◆ **EXTRACTED MATERIAL**
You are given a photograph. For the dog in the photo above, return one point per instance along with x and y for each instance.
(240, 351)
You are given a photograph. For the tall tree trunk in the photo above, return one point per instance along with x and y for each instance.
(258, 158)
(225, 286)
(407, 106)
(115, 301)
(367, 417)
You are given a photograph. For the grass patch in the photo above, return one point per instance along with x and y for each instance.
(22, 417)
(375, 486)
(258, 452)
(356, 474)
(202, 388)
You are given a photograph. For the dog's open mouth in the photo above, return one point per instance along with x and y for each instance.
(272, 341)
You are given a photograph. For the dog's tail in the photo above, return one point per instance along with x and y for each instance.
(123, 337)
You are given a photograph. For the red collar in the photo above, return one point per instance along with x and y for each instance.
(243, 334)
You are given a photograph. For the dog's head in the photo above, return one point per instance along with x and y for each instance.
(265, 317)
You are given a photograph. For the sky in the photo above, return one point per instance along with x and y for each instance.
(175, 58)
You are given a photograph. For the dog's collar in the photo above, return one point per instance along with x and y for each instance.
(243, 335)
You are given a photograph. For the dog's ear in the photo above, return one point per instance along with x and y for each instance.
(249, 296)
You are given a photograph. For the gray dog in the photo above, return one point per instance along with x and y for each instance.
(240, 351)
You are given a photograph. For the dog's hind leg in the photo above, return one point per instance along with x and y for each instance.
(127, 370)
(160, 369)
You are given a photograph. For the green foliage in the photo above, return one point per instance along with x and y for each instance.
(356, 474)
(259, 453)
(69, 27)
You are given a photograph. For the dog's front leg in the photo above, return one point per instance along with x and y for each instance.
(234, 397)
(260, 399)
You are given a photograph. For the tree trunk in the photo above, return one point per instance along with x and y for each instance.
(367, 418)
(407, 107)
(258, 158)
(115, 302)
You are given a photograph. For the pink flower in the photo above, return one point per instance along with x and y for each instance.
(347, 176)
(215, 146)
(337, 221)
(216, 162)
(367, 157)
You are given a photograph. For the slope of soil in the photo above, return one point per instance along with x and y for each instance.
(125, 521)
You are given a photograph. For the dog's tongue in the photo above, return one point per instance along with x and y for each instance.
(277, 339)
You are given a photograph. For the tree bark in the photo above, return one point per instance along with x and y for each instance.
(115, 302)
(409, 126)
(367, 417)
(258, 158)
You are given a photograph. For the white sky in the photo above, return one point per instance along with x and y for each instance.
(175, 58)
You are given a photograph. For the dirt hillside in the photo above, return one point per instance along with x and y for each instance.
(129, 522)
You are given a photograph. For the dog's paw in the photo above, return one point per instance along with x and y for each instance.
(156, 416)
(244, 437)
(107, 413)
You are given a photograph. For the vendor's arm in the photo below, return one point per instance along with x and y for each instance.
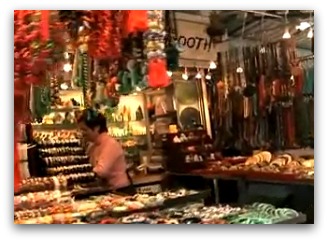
(109, 154)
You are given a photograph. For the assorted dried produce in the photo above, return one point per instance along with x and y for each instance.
(263, 163)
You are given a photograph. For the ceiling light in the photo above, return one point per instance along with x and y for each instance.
(286, 34)
(303, 26)
(64, 86)
(185, 76)
(239, 70)
(212, 65)
(169, 73)
(66, 55)
(310, 34)
(198, 76)
(67, 67)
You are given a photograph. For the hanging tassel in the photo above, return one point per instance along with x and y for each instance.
(157, 76)
(137, 20)
(44, 25)
(17, 175)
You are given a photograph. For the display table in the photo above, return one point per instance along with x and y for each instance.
(298, 194)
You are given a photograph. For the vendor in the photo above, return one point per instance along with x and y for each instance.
(106, 154)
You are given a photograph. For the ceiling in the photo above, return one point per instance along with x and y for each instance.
(260, 25)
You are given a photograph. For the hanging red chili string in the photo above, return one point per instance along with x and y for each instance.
(137, 21)
(44, 25)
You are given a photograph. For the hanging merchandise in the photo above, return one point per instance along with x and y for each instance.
(37, 43)
(105, 33)
(136, 21)
(172, 49)
(157, 69)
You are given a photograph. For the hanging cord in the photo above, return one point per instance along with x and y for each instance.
(244, 25)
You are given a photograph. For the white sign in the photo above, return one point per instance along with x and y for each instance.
(198, 49)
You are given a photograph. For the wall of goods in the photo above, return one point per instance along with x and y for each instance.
(235, 118)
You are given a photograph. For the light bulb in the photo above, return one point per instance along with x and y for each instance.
(239, 70)
(185, 76)
(310, 34)
(67, 67)
(212, 65)
(198, 76)
(286, 35)
(64, 86)
(303, 26)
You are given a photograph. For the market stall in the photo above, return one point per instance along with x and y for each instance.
(197, 99)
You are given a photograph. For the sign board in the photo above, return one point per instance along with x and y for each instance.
(198, 49)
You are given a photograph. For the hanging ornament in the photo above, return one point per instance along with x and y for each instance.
(137, 21)
(157, 64)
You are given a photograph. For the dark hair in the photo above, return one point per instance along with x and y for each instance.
(92, 119)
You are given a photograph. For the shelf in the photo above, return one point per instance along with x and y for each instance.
(168, 203)
(126, 122)
(300, 219)
(65, 109)
(54, 126)
(171, 114)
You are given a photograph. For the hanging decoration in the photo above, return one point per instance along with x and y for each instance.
(36, 44)
(157, 66)
(106, 31)
(136, 21)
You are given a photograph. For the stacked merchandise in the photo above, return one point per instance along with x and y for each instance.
(257, 213)
(188, 150)
(62, 155)
(60, 207)
(163, 208)
(263, 165)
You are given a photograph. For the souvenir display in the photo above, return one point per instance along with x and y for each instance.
(238, 117)
(264, 163)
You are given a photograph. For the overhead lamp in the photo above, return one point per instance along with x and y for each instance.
(198, 75)
(286, 35)
(66, 55)
(208, 76)
(310, 33)
(67, 67)
(64, 86)
(262, 50)
(239, 70)
(303, 26)
(81, 28)
(212, 65)
(185, 75)
(169, 73)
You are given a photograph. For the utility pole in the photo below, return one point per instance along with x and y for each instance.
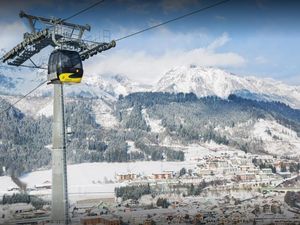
(60, 206)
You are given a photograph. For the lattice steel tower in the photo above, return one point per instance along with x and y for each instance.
(63, 35)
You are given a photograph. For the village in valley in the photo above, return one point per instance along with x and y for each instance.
(223, 187)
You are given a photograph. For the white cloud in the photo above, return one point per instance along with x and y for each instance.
(11, 34)
(146, 68)
(219, 42)
(174, 5)
(261, 60)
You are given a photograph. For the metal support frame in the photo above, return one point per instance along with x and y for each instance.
(56, 33)
(60, 205)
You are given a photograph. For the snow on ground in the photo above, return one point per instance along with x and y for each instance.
(278, 139)
(87, 180)
(42, 105)
(47, 110)
(104, 114)
(6, 184)
(155, 125)
(132, 148)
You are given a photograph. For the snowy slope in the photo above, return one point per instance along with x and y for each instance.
(204, 81)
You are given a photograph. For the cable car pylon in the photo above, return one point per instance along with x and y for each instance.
(64, 67)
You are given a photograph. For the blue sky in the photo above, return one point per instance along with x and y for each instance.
(249, 37)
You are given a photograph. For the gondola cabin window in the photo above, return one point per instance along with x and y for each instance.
(65, 67)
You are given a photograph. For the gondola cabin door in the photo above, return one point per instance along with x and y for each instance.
(65, 66)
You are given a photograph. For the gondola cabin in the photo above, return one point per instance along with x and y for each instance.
(64, 66)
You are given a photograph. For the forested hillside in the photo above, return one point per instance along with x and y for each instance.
(181, 118)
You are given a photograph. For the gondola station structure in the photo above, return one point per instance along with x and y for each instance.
(64, 67)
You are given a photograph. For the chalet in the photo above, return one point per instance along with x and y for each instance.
(44, 186)
(126, 177)
(163, 175)
(99, 220)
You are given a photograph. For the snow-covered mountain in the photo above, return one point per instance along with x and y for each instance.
(15, 81)
(205, 81)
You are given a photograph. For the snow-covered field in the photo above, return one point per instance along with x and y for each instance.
(89, 180)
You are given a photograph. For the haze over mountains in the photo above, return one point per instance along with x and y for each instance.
(116, 119)
(203, 81)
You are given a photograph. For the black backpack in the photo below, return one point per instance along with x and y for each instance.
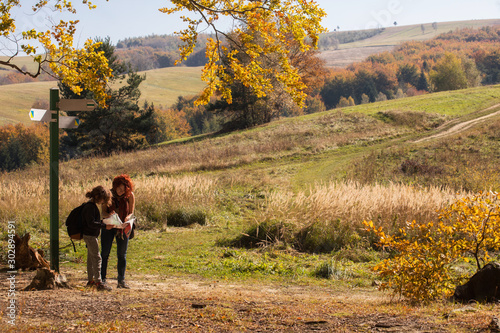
(74, 223)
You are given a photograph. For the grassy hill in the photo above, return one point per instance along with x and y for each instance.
(390, 37)
(162, 87)
(278, 205)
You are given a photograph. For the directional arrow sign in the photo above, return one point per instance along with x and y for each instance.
(77, 105)
(68, 122)
(39, 115)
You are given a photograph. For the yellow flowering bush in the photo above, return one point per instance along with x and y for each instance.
(421, 267)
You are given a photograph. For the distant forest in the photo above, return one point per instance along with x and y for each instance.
(332, 40)
(159, 51)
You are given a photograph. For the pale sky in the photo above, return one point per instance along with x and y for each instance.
(120, 19)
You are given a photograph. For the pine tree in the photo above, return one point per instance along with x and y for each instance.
(422, 83)
(119, 126)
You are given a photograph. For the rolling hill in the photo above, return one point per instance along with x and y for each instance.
(163, 86)
(390, 37)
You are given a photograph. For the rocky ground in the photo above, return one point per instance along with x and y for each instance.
(179, 304)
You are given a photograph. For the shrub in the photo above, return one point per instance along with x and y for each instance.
(422, 267)
(333, 269)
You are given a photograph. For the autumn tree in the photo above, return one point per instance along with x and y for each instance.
(276, 24)
(408, 73)
(248, 108)
(53, 50)
(275, 20)
(448, 74)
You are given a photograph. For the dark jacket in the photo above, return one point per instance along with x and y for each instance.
(91, 220)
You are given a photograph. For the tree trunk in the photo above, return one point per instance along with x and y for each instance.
(46, 278)
(26, 256)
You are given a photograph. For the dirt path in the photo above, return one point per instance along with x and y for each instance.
(175, 304)
(460, 127)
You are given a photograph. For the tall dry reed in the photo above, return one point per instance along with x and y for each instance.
(351, 203)
(26, 200)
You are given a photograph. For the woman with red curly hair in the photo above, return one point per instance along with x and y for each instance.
(123, 204)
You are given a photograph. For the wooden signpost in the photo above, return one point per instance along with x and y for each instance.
(55, 123)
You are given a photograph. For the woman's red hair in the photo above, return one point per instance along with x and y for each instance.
(125, 180)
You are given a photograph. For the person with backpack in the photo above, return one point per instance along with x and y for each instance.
(123, 204)
(91, 228)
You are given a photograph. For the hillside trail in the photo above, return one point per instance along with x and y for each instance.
(444, 131)
(193, 304)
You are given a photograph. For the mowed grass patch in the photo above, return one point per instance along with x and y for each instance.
(161, 87)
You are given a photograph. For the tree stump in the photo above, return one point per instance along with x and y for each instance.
(46, 278)
(26, 256)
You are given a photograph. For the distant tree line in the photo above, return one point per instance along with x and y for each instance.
(455, 60)
(157, 51)
(332, 40)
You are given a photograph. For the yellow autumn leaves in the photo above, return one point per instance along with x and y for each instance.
(422, 264)
(263, 29)
(77, 68)
(277, 23)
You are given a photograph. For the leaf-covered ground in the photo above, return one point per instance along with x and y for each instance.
(193, 304)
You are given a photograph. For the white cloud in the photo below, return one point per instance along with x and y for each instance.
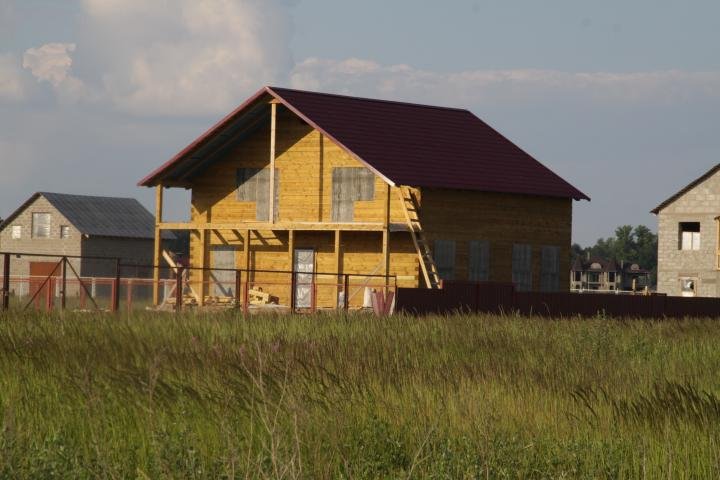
(477, 87)
(11, 82)
(186, 57)
(49, 62)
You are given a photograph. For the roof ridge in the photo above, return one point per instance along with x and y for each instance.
(369, 99)
(86, 196)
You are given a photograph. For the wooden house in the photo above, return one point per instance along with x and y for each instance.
(319, 183)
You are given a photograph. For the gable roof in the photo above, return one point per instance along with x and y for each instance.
(98, 216)
(404, 143)
(687, 188)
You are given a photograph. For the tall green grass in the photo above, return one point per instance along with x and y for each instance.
(464, 396)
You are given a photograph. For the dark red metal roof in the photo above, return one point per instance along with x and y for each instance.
(410, 144)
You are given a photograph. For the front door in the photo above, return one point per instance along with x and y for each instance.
(303, 266)
(223, 281)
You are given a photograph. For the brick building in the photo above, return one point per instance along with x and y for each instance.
(688, 250)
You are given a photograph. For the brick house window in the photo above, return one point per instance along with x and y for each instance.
(689, 236)
(41, 225)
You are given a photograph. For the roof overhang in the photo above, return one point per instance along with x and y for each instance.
(218, 139)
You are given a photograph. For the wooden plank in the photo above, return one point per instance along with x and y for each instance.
(310, 226)
(157, 249)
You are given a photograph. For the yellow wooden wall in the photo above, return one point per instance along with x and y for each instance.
(305, 159)
(502, 220)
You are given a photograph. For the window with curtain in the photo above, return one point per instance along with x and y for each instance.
(444, 257)
(479, 260)
(550, 269)
(522, 267)
(41, 225)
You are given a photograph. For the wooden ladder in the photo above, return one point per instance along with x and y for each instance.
(427, 264)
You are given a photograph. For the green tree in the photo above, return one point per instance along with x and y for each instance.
(630, 244)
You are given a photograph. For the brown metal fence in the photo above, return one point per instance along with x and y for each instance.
(47, 282)
(502, 298)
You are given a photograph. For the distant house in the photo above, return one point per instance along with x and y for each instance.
(78, 225)
(607, 275)
(314, 182)
(688, 249)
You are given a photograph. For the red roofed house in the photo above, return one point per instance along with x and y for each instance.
(367, 186)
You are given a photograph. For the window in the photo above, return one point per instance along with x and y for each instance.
(444, 256)
(350, 184)
(550, 269)
(41, 225)
(479, 261)
(689, 237)
(254, 186)
(522, 267)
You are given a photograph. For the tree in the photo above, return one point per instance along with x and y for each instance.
(633, 245)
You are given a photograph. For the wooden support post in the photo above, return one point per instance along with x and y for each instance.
(179, 288)
(291, 259)
(386, 239)
(115, 300)
(6, 282)
(238, 287)
(157, 250)
(273, 122)
(63, 283)
(203, 234)
(338, 268)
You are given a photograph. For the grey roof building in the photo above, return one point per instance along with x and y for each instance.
(78, 225)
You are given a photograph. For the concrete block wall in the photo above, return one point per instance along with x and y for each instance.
(700, 204)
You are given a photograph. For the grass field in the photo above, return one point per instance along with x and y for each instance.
(159, 396)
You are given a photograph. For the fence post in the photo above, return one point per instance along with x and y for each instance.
(49, 292)
(128, 293)
(178, 289)
(246, 294)
(63, 283)
(346, 289)
(115, 300)
(238, 287)
(6, 282)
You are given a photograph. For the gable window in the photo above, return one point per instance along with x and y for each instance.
(253, 185)
(689, 236)
(479, 261)
(522, 267)
(444, 256)
(350, 184)
(550, 269)
(41, 225)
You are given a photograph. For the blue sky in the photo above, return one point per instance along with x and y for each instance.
(620, 98)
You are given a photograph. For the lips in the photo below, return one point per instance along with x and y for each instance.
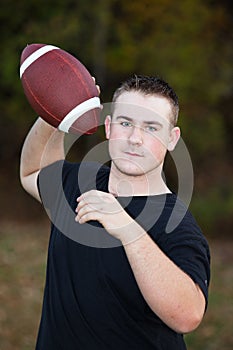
(133, 154)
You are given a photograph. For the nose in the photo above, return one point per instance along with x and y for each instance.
(136, 137)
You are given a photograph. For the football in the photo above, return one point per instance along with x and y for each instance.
(60, 89)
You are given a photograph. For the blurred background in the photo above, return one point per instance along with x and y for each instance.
(189, 44)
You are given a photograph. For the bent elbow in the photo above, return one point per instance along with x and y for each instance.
(189, 323)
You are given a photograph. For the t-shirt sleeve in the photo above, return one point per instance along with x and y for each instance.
(187, 247)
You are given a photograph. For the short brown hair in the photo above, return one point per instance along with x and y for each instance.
(150, 85)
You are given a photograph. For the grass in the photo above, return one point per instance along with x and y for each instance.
(23, 250)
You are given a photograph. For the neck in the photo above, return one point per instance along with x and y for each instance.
(124, 185)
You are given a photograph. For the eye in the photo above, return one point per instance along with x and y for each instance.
(151, 128)
(126, 124)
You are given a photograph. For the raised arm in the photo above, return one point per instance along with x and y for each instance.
(43, 146)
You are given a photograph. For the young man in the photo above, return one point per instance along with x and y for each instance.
(118, 280)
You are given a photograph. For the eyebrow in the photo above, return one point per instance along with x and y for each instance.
(149, 122)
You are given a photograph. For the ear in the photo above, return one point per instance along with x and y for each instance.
(107, 124)
(174, 138)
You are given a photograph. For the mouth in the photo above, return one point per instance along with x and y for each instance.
(133, 154)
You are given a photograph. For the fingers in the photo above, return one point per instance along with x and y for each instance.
(96, 205)
(97, 86)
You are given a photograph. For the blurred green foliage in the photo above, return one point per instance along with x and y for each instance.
(188, 43)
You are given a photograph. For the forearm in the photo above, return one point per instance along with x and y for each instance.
(169, 292)
(43, 146)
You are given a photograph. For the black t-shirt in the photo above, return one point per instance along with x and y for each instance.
(91, 298)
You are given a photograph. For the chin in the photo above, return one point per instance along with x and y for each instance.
(129, 169)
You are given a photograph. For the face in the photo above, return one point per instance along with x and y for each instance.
(140, 133)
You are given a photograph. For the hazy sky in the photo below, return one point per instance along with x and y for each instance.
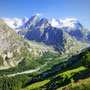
(79, 9)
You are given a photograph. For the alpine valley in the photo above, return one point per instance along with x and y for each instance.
(37, 54)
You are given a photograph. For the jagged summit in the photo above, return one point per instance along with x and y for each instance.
(25, 19)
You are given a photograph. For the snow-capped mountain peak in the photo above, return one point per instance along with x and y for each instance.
(15, 22)
(68, 22)
(25, 19)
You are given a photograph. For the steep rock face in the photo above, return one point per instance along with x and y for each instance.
(73, 27)
(14, 49)
(42, 31)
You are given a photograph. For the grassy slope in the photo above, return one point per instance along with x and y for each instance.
(80, 85)
(36, 85)
(72, 74)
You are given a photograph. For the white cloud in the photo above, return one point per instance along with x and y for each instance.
(38, 14)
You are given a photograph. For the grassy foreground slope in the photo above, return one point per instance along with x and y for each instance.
(80, 85)
(68, 79)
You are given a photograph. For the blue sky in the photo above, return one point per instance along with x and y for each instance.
(79, 9)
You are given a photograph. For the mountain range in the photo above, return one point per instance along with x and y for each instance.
(55, 39)
(37, 54)
(70, 25)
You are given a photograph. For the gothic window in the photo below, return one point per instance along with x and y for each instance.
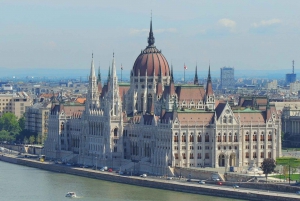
(230, 137)
(206, 138)
(254, 138)
(199, 138)
(269, 137)
(175, 138)
(116, 132)
(149, 102)
(230, 119)
(219, 137)
(224, 138)
(262, 137)
(247, 154)
(247, 138)
(235, 137)
(224, 119)
(191, 138)
(183, 139)
(269, 154)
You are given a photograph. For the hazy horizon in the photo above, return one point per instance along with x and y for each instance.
(256, 35)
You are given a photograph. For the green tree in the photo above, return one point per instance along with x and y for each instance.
(21, 122)
(31, 139)
(5, 136)
(268, 166)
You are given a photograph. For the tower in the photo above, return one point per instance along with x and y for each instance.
(209, 94)
(92, 99)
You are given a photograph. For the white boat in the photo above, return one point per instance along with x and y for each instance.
(71, 195)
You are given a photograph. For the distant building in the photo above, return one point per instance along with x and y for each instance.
(14, 103)
(294, 87)
(290, 78)
(272, 85)
(227, 78)
(36, 119)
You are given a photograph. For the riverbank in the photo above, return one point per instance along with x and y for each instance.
(220, 191)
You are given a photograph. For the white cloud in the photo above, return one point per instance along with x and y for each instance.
(51, 44)
(266, 23)
(227, 23)
(140, 31)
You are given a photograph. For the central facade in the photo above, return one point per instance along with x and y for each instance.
(154, 125)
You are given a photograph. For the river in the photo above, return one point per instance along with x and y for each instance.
(21, 183)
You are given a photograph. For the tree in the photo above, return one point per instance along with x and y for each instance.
(31, 139)
(21, 122)
(268, 166)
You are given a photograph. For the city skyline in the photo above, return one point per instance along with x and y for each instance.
(244, 35)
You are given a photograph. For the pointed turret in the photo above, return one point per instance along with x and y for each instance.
(209, 90)
(209, 94)
(92, 73)
(99, 75)
(172, 78)
(99, 81)
(108, 76)
(196, 81)
(151, 39)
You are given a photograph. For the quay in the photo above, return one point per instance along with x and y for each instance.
(174, 185)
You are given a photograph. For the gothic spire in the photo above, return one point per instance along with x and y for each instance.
(92, 74)
(172, 78)
(108, 77)
(151, 39)
(99, 75)
(196, 81)
(209, 90)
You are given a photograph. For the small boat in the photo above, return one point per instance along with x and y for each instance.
(71, 195)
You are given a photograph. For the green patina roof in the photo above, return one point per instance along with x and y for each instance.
(124, 84)
(188, 85)
(246, 110)
(193, 111)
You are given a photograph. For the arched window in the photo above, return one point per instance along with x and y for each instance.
(247, 138)
(183, 138)
(191, 138)
(199, 138)
(224, 119)
(224, 137)
(230, 137)
(235, 137)
(116, 132)
(206, 138)
(219, 137)
(175, 138)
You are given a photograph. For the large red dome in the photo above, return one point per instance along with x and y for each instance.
(151, 60)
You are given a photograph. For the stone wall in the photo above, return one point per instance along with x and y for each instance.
(197, 189)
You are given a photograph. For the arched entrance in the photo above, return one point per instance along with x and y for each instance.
(221, 160)
(232, 160)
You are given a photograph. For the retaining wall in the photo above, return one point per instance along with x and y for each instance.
(145, 182)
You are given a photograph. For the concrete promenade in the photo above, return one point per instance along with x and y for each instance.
(153, 182)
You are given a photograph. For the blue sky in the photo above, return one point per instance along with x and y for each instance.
(244, 34)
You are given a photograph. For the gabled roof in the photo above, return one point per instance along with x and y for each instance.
(190, 92)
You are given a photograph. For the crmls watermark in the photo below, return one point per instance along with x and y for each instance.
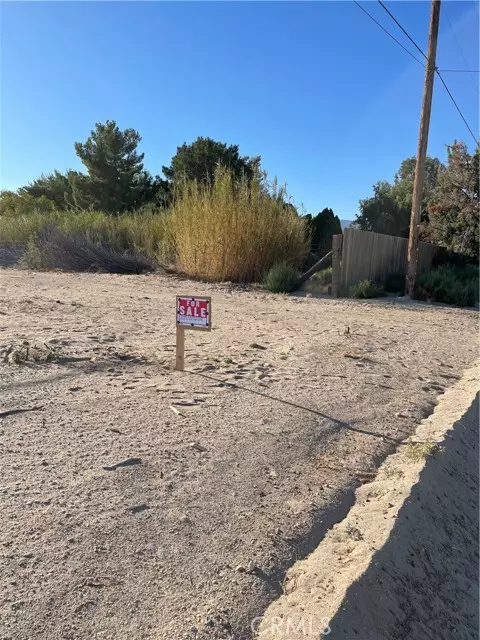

◆ **JOB**
Do not include the pictures. Quote only the lines from the line with "You are given a photograph. For the retaining" through the end of the material, both ends included, exactly.

◆ **COMPLETE ANSWER**
You are given a photograph. For the retaining wall in the photo above, return one point per instance along with x and y for each instance.
(145, 182)
You are given a photograph. For the concrete promenade in the photo above, return one point per instance along with x and y for each instance.
(153, 182)
You are given a photograph. For the blue sky in the photo above, return one point per instance along with x and y for each instance.
(244, 34)
You are given a photograph. For the gabled roof in the photo above, return one point per instance along with x and y for each instance.
(190, 92)
You are given a photograph. For the crmls watermark in the photo below, return one point per instance along with x and y for each instance.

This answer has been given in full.